The WSJ's Craig Karmin has an interesting article on pensions ("Pension Bills to Surge"):
Everyone acknowledges we have to hire good teachers, police officers, and firefighters; however, to prevent the public sector unions from taking more taxpayer funds than necessary, taxpayers need to be ever-vigilant. After all, that's our money and our children's money they're investing and taking.
Public pensions are an especially difficult issue to resolve, because they represent a long-term taxpayer liability. Thus, taxes and services do not need to be immediately raised or cut even if a pension's actuarial projections are incorrect. This absence of a short-term trigger makes it harder to alert taxpayers to the slowly ticking time bomb of pension liabilities.
California's problems are acute because even if pension assets decline substantially, payouts do not change. For example: if a California public pension loses 20% of its assets in one year, retirees still get paid the same amount, even though the pension has to dip into its assets to make the payouts. Why is this a problem? Dipping into a pension's assets usually means the pension is underfunded and will need higher-than-normal returns or more taxes to keep paying retirees. So either taxpayers are on the hook for ever-expanding retiree benefits, GM-style, or pension funds have to take risky investing strategies to bridge the gap between payouts and assets. No incentive exists for prudence. It doesn't have to be this way.

(Data entries)
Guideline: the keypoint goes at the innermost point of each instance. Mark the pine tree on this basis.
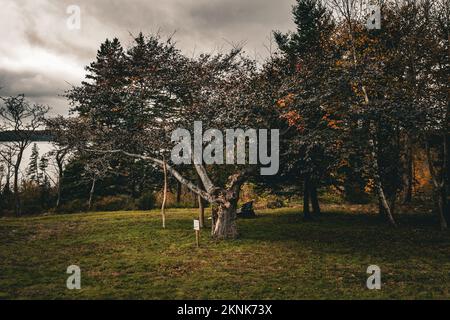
(33, 166)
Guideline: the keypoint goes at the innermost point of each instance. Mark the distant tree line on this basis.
(353, 105)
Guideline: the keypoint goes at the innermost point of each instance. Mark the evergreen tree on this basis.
(33, 166)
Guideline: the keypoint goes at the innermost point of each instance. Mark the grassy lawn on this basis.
(278, 256)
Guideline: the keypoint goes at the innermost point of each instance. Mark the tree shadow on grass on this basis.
(417, 236)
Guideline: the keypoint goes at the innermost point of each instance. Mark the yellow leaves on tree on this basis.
(294, 119)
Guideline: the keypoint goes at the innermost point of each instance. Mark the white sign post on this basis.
(197, 232)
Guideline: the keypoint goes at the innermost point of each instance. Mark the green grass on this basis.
(277, 256)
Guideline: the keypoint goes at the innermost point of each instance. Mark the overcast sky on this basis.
(40, 55)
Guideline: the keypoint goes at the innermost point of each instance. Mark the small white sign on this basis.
(197, 225)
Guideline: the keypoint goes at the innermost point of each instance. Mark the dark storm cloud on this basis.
(39, 55)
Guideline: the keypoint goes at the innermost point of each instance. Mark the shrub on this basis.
(146, 202)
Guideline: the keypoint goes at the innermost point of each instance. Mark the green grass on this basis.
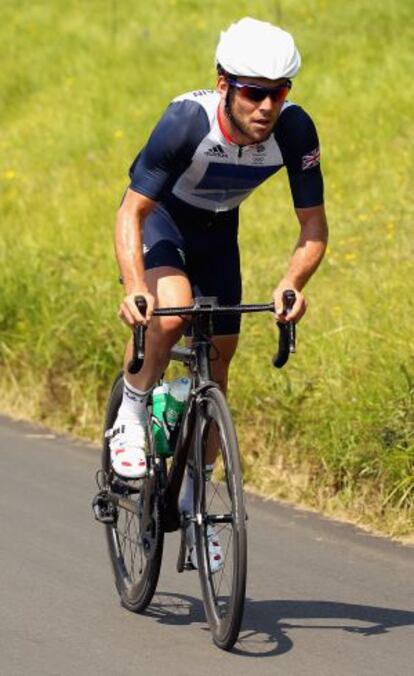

EXERCISE REQUIREMENTS -
A - Reproduce the stretch of the pensions passage from "The WSJ's Craig" through "of pension liabilities.".
B - In the pensions passage, what happens to payouts when a California public pension's assets decline substantially?

RESPONSES PER TASK -
A -
The WSJ's Craig Karmin has an interesting article on pensions ("Pension Bills to Surge"):
Everyone acknowledges we have to hire good teachers, police officers, and firefighters; however, to prevent the public sector unions from taking more taxpayer funds than necessary, taxpayers need to be ever-vigilant. After all, that's our money and our children's money they're investing and taking.
Public pensions are an especially difficult issue to resolve, because they represent a long-term taxpayer liability. Thus, taxes and services do not need to be immediately raised or cut even if a pension's actuarial projections are incorrect. This absence of a short-term trigger makes it harder to alert taxpayers to the slowly ticking time bomb of pension liabilities.

B - Payouts do not change, so retirees still get paid the same amount.